--- start RECORDS SHOWN ---
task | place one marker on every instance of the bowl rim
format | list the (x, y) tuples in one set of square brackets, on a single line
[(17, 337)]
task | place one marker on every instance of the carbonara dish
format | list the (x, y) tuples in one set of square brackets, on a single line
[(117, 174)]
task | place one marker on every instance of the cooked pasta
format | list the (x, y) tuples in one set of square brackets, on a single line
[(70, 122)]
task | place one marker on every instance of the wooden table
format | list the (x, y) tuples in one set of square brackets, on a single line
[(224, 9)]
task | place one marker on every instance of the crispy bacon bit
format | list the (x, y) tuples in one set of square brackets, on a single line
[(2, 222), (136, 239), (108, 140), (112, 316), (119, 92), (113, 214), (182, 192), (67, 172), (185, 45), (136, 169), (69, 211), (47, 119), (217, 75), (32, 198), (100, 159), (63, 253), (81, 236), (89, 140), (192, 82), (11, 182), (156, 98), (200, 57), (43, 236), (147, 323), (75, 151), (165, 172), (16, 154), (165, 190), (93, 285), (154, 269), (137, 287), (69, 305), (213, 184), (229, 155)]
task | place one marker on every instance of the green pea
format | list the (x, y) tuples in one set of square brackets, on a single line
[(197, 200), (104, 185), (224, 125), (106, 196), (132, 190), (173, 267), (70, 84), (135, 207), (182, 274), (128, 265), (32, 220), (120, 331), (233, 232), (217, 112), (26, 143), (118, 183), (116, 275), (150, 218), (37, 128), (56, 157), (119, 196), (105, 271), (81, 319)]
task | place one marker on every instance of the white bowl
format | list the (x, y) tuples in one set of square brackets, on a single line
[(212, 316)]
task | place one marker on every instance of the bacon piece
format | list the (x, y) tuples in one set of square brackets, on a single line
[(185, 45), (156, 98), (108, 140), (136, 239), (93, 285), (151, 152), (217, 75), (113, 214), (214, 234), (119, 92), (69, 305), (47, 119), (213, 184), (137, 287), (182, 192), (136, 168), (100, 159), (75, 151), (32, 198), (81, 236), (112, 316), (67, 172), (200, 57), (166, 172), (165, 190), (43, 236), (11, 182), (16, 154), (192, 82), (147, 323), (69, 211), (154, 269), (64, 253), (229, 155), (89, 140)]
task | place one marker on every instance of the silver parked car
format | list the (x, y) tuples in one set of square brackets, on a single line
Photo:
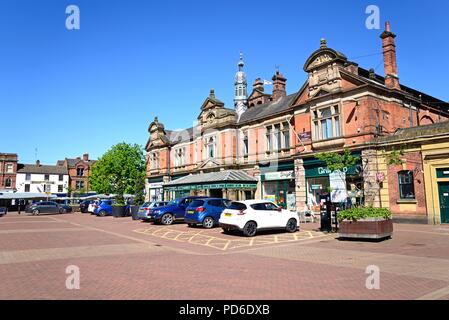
[(147, 208)]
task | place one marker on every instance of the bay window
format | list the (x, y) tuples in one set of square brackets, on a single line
--- end RECORDS SHOWN ---
GIVEN TASK ▸ Convert every line of the listing above into a JSON array of strings, one string per line, and skip blank lines. Leave the pictures out of the array.

TASK OUTPUT ▸
[
  "task | place one marker on every instance of the bowl rim",
  "format | list the (x, y) tuples in one set of square brackets, on a single line",
  "[(17, 337)]",
  "task | place one marker on every instance of the carbonara dish",
  "format | list the (x, y) tuples in one set of square brackets, on a single line",
  "[(117, 174)]",
  "task | place one marker on every instance of the cooked pasta",
  "format | list the (x, y) tuples in one set of square brackets, on a single line",
  "[(70, 122)]",
  "task | place one marker on every instance of the wooden table",
  "format | list the (x, y) tuples in one set of square brackets, on a single line",
  "[(224, 9)]",
  "task | place one marker on every instance of the crispy bacon bit",
  "format | list the (x, y) tuples in one set of square brackets, on a single line",
  "[(2, 222), (136, 239), (108, 140), (112, 316), (119, 92), (113, 214), (182, 192), (67, 172), (185, 45), (136, 169), (69, 211), (47, 119), (217, 75), (32, 198), (100, 159), (63, 253), (81, 236), (89, 140), (192, 82), (11, 182), (156, 98), (200, 57), (43, 236), (147, 323), (75, 151), (165, 172), (16, 154), (165, 190), (93, 285), (154, 269), (137, 287), (69, 305), (213, 184), (229, 155)]",
  "task | place one marker on every instance of the green pea",
  "format | list the (x, y) tuples in one set of square brackets, on a single line",
  "[(197, 200), (104, 185), (224, 125), (106, 196), (132, 190), (173, 267), (70, 84), (135, 207), (182, 274), (128, 265), (32, 220), (120, 331), (233, 232), (217, 112), (26, 143), (118, 183), (116, 275), (150, 218), (37, 128), (56, 157), (119, 196), (105, 271), (81, 319)]",
  "task | place one marker on every instance of the white bowl",
  "format | list the (x, y) tuples in one set of square brackets, on a single line",
  "[(212, 316)]",
  "task | place one marker on every instance of the bacon piece",
  "format | list the (x, y) tuples in one set of square brackets, on a single line",
  "[(185, 45), (156, 98), (108, 140), (136, 239), (93, 285), (151, 152), (217, 75), (113, 214), (214, 234), (119, 92), (69, 305), (47, 119), (213, 184), (137, 287), (182, 192), (136, 168), (100, 159), (75, 151), (32, 198), (81, 236), (112, 316), (67, 172), (200, 57), (166, 172), (165, 190), (43, 236), (11, 182), (16, 154), (192, 82), (147, 323), (69, 211), (154, 269), (64, 253), (229, 155), (89, 140)]",
  "task | place one marker on every instance of the silver parked car",
  "format | list the (x, y) tuples in one set of square brackets, on a single line",
  "Photo:",
  "[(147, 208)]",
  "task | place one marker on every instance of the bay window",
  "format | list the (x, y) tuples in one set of square brackets, on a single line"
]